### Goal
Copy out each line exactly; pictures stay out of the copy.

### Data entries

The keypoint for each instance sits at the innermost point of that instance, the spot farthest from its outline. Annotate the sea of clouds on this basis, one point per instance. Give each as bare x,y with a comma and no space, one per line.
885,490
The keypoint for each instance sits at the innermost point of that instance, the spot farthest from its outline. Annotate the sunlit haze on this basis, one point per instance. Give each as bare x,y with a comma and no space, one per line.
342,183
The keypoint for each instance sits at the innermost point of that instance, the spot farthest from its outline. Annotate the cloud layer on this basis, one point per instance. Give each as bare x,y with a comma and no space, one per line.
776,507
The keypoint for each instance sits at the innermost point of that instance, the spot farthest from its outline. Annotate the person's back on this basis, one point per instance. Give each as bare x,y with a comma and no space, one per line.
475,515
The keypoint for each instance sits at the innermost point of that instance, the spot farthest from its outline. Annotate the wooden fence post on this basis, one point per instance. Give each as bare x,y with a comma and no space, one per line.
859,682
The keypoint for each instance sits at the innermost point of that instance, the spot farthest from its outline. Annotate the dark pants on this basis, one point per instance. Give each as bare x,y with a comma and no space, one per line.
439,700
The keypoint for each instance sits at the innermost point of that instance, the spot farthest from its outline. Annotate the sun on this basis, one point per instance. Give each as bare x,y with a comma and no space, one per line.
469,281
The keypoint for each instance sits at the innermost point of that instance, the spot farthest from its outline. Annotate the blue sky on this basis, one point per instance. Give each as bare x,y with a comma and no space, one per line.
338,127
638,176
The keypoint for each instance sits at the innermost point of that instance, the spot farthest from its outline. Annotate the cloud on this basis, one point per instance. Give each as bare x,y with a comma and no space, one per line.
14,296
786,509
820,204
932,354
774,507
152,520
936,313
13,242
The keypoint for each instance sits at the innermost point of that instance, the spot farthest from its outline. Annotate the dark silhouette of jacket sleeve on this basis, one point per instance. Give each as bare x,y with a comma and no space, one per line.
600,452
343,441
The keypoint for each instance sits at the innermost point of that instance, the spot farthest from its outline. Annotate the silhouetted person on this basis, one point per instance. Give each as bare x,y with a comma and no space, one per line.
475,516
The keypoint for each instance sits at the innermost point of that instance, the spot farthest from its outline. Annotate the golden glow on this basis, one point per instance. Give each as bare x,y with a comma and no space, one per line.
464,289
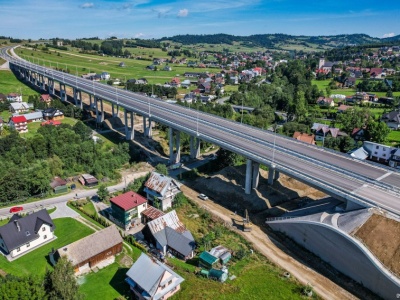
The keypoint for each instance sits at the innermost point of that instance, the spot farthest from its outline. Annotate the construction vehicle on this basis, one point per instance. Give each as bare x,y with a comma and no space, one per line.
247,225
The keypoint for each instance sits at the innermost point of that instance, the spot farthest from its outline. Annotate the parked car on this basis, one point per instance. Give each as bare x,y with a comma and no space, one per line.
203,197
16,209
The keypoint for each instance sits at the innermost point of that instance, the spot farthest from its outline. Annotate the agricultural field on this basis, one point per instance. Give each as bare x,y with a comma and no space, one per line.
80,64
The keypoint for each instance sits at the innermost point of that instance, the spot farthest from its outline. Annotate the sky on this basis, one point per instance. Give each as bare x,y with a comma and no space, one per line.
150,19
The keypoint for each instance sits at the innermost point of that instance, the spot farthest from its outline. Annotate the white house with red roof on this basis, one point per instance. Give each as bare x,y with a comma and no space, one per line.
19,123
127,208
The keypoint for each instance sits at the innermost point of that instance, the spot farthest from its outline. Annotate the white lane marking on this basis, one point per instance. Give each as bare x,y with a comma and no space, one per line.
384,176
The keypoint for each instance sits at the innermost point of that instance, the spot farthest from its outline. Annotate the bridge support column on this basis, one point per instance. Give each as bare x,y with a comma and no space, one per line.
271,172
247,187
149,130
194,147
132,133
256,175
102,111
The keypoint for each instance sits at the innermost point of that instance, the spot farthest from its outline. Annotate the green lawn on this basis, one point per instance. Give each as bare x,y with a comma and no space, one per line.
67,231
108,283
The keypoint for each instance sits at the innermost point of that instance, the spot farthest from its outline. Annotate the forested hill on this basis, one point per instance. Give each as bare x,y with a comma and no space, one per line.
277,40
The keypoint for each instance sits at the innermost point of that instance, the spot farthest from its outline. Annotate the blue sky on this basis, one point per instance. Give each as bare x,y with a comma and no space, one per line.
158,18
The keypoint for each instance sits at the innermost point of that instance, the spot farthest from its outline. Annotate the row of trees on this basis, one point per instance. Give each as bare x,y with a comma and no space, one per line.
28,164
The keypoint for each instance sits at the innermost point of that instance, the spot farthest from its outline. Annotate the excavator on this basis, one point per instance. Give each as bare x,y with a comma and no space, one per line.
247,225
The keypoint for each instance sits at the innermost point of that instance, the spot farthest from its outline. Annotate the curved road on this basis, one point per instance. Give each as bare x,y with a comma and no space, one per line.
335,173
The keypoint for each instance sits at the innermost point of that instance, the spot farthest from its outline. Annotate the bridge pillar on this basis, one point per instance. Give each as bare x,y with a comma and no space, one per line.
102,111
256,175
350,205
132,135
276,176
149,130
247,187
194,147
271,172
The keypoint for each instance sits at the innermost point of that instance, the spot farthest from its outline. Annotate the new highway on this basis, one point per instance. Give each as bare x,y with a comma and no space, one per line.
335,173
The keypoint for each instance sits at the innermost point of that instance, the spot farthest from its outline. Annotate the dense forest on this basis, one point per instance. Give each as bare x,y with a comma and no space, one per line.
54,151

### Expected output
The keypoint for each instance sits at the innermost point of that instance, the spot farthest from its outline. Annotate the sea of clouds on this basis, one point per instance. Give each as bare x,y with a comma and no space, one per line.
885,490
The keypoint for each instance sits at the innermost point of that instance, the spot farthest from its outline. Annotate the sunlit haze on this basis, one point per instance. Give each as bare x,y with a comma and no space, one per line.
342,183
The keypoint for each instance sits at the innermost point of that instance, the spot farthest from its outline. Annotate the cloud layer on this basis, one point per instance. Give each as bare x,y with a comma and no space, one per line.
776,507
The keypoint for each instance sits at the innermost point of that instance, the spot farthest from its outline. Annotate the person's back on this basis, one point per instance. Give each as bare x,y with a comma and no space, one per line.
475,515
The keypoint for each instance sits at the innermost point of that instance, the spot farthest from its outline. Annotate the wooden fence post on this basis, one point per instance. Give each as bare x,y with a comma and no space, one per line.
859,682
The keypoint for each instance sits at the innermost point of that instance, the spot farthest from its outline. Annotate the dark pants on this basis, one point per instance. Give each as bare x,y with a comma and no space, one per line.
439,700
The keypoint for each instance sits at the innermost point of that instance, the spot farthest from its outline. Annotate the sun on this basis, one point per instance. Give each as bare x,y with a comma and no space, one per line.
469,281
The keypoint for each instance sits at the innermost point of that instance, the spot farthest from its outline. Annotate the blue sky on this basis, one point per instance. Give each as bare x,y with a comma and no space, one per line.
338,127
638,176
The keypoint for each instance sits at the innermost point of that instance, the spot farthest from its outline. Annotate the cloud on this basis, one point per instance. Give each as bare x,y with a comma and no space, one per line.
14,296
786,509
820,204
932,354
774,507
152,520
936,313
13,242
The keypoint for each instance sits at the innermost point of that instance, the spot farthest from its outline. Annotate the dark silhouette of jacket sleeve on this basis, one point per instance. Give each as bare x,y with a comma and no space, one per line.
600,452
343,441
The keypoint for each instance sits at the innermost point of that instance, the spot farthest from its outline. Annotate the silhouetted person on this basis, one point per instance. Give each as bare x,y with a comma and no space, one per line.
475,516
The keypoint for each instance sits at the innermost point of that instance, the spot farthest from its outline. Annotate the golden glow on this basis, one point per instance. Give each as bare x,y with a comma and no space, one per line.
464,289
The keypoint for each instance sits at the innermost point of that instance, the spot farthest from its outline. Annotate the construction vehicle on this basis, one point per instance. Give each as bare x,y with a comma and no space, one per line.
247,225
The keypoint for each instance sits at the innermost point of that instance, the spot farthest from its outline. Annotate the parked car on this basis, one point per instance. Give each as bare x,y with a comma and no space, one per line.
203,197
16,209
The keypoint for each instance sits at the innermost point of that instance, the spot farthest from its outline. Annotate the agricultural field on this basis, one point per instance. Give each as bare x,y with a comma and no space, one per line.
80,64
The keypoint for each instance sits at the innermost point of that instance, the spot farthest from its outline. Annotate the sky on this basis, one point per instance. Give each as bare x,y with a comma and no space, one per line.
150,19
The keypoint for each instance sits at the innermost point of that instance, the spot farthest from its outline. Annotate the white house with red roof on this basis, one point per instance. Give each as bare x,y with a comma and no space, one per line.
19,123
127,208
The keypoint for each instance sits at the innermost point of that instance, the spot farthest from its outline. Annotate the white lane marking on this basis, one point per instance. Give each as bare x,y with a comma and no space, one per line.
384,176
The keypoint for each instance sits at the innermost point of that instance, the spot farthest from its outline. Annotate the bridge support column on this basis, one point per instance. Give each as bare x,y with a comma and no space, one per line.
271,172
247,187
149,130
194,147
132,133
256,175
102,111
The keypoint for each instance sits at the innermost point of that instance, the spot farthest from its outline. Annotate the green lawn on this basis, one point per instance. Give each as bare x,y with a comma and no space, one per line.
67,231
108,283
The keypoint for each instance sits at the innermost point of that instance, the spot farthest from its outline. Annotate the forested hill on this basis, one point per instance. Give each as bare x,y with a comma and no space, one per line.
277,40
The keypoint for each instance sits at the innermost point of that instance, the spot farthest from its outline. Annotate the blue sky on this basis, one point per instance. Give each as bare x,y with a comma and no space, one per line.
158,18
The keypoint for each instance sits at the innermost point of that instance, the spot farthest from its outline. Annotate the row of trees on this basis, one point per instance. Give each as bare x,y with a comma and no space, one per line.
28,164
The keypoint for each instance sits at the innermost point of that instance, the spot farthest from its outline. Annotate the excavator on this basis, one point per instance. Give each as bare x,y with a comma and no space, one per line.
247,225
The keypoint for each instance sits at the innermost point of that instance, the spot farthest from its outline. Annotate the curved road on this basis, one point per instance. Give each as bare x,y with a comma and no space, one per line.
335,173
The keypoint for each instance sits at the innermost point of that instance, the spot farthest from its outline. Annotate the bridge pillar on this basis, one point per instance. Give each as bare x,y with a comma and no space, one per line.
102,111
256,175
350,205
132,135
276,176
149,130
247,187
194,147
271,172
The keypoint for each instance sits at the innermost point of that instance, the spot farthest from its outline. Annotate the new highway on this basis, one point per instance. Give each as bare x,y with a comma and no space, one per line.
335,173
The keypoint for each instance sits at the innermost point of that instance, the spot farthest from its outline. Annotate the dense forest on this basis, one point per instance. Give each as bare x,y with a comma and no space, one per line.
54,151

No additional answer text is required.